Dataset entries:
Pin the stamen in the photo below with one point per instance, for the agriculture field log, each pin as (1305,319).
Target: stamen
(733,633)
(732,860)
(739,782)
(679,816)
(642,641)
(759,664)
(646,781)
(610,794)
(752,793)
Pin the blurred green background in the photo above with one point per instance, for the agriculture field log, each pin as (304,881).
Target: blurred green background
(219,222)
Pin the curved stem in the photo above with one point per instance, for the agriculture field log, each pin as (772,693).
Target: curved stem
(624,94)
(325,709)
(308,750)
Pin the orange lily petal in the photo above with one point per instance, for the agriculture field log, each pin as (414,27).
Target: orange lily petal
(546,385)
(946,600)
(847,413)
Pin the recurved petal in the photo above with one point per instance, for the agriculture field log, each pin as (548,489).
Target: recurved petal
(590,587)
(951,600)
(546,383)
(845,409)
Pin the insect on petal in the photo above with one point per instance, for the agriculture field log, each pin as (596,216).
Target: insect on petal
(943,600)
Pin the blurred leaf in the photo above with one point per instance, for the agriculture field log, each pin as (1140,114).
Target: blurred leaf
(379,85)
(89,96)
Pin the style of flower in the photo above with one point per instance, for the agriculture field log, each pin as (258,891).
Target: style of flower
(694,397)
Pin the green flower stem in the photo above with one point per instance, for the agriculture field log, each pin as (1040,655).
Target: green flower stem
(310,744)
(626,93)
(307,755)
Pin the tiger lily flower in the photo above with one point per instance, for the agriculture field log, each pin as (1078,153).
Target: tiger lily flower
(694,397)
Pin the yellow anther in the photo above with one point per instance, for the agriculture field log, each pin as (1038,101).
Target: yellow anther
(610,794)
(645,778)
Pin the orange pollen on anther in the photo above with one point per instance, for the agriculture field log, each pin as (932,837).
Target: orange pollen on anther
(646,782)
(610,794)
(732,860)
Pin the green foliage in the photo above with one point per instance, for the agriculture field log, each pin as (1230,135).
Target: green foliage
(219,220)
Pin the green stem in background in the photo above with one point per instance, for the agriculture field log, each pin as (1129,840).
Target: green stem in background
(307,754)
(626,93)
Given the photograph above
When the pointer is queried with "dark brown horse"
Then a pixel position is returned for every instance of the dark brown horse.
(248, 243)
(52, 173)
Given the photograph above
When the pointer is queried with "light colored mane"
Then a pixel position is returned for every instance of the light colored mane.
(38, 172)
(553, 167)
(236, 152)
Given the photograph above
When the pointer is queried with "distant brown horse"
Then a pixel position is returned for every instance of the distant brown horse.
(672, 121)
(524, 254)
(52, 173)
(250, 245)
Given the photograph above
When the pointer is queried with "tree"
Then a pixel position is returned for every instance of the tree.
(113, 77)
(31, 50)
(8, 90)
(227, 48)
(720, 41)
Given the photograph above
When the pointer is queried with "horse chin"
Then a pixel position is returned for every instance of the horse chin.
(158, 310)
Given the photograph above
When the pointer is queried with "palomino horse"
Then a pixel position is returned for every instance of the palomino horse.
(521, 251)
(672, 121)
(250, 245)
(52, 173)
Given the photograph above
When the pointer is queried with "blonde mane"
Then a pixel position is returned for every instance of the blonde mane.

▶ [AIM OF THE TASK] Go through the records above and set each one down exactly, please.

▶ [OUTPUT BELOW]
Pin the stamen in the photo below with one point per instance, for the agriculture field log, each pin as (1305,319).
Target: stamen
(733,633)
(732,860)
(739,782)
(679,816)
(642,641)
(759,664)
(646,781)
(610,794)
(752,793)
Pin the blurred green background in the photo above with one point per instance, for the agriculture field log, each pin as (304,881).
Target: blurred green background
(219,222)
Pin the curved stem in the photo above with one point per instance, for the agriculture field log, each pin as (772,693).
Target: curved stem
(624,94)
(325,709)
(308,750)
Pin the orange lily petal in the photo above with one point per instance, for the agriculture field log, each pin as (414,27).
Target: orange lily petal
(546,385)
(946,600)
(847,413)
Pin the recurved petal in the photo above with one point per instance, for the agriculture field log, each pin as (548,489).
Target: recurved petal
(590,587)
(951,600)
(546,383)
(845,409)
Pin the insect on petal in the photo above with one point per instance, for the agriculture field log, each pin as (596,216).
Target: insect on petal
(943,600)
Pin the blurred leaf in the photo above with one point per instance, for the agriculture field log, each pin as (1140,114).
Target: blurred leaf
(379,85)
(89,96)
Pin the style of flower in the photo above with one point per instance, for the agriculture field log, each pin as (258,891).
Target: style of flower
(694,397)
Pin the green flower stem in the photo above with one point per instance, for the agriculture field log, each pin as (1040,655).
Target: green flower stem
(310,744)
(626,93)
(307,755)
Pin the tiger lily flower in the photo above with one point per instance, for the agriculture field log, each pin as (1078,153).
Target: tiger lily flower
(694,397)
Pin the yellow anther in the photo above with one point per instance, for the agriculture field log, each pin as (1038,101).
Target: yellow anther
(610,794)
(645,778)
Pin the orange pollen on anther in the photo above with one point per instance, for the agriculture field log, each pin as (932,837).
Target: orange pollen on anther
(646,782)
(610,794)
(732,860)
Pin the green foliage in the photo above with one point per instance, for the agriculture field log, each pin as (1230,135).
Target: green foliage
(219,220)
Pin the green stem in background in the photo above with one point per instance, for the agriculture field log, each pin as (1129,840).
Target: green stem in background
(307,754)
(626,93)
Given the photograph above
When the pointer is queried with "dark brown horse"
Then a pixel position is returned for every instance of the dark brown horse.
(248, 243)
(52, 173)
Given the photograph above
When the pointer is queried with "light colored mane"
Then a pixel position is returned for every instance of the light colored mane.
(38, 172)
(553, 167)
(236, 152)
Given the photograph above
When the pointer is queried with "distant brown horse"
Then a pixel position is returned for every instance of the distant brown horse.
(672, 121)
(524, 254)
(52, 173)
(250, 245)
Given the photograph above
When the pointer is queried with "tree"
Then a pixel position is returned for every instance of the tree.
(113, 77)
(31, 50)
(8, 90)
(227, 48)
(720, 41)
Given the photograph above
When the pointer is queried with "horse chin"
Then a pixel position is returned for every instance of the horse chin.
(158, 310)
Given the photograph above
When the pointer is queried with "palomino horse"
Then a pixel position is returned for every instance of the palomino horse.
(521, 251)
(672, 121)
(250, 245)
(52, 173)
Given the photograph above
When the pointer is queried with "blonde mane"
Then a pixel position is returned for every instance of the blonde mane.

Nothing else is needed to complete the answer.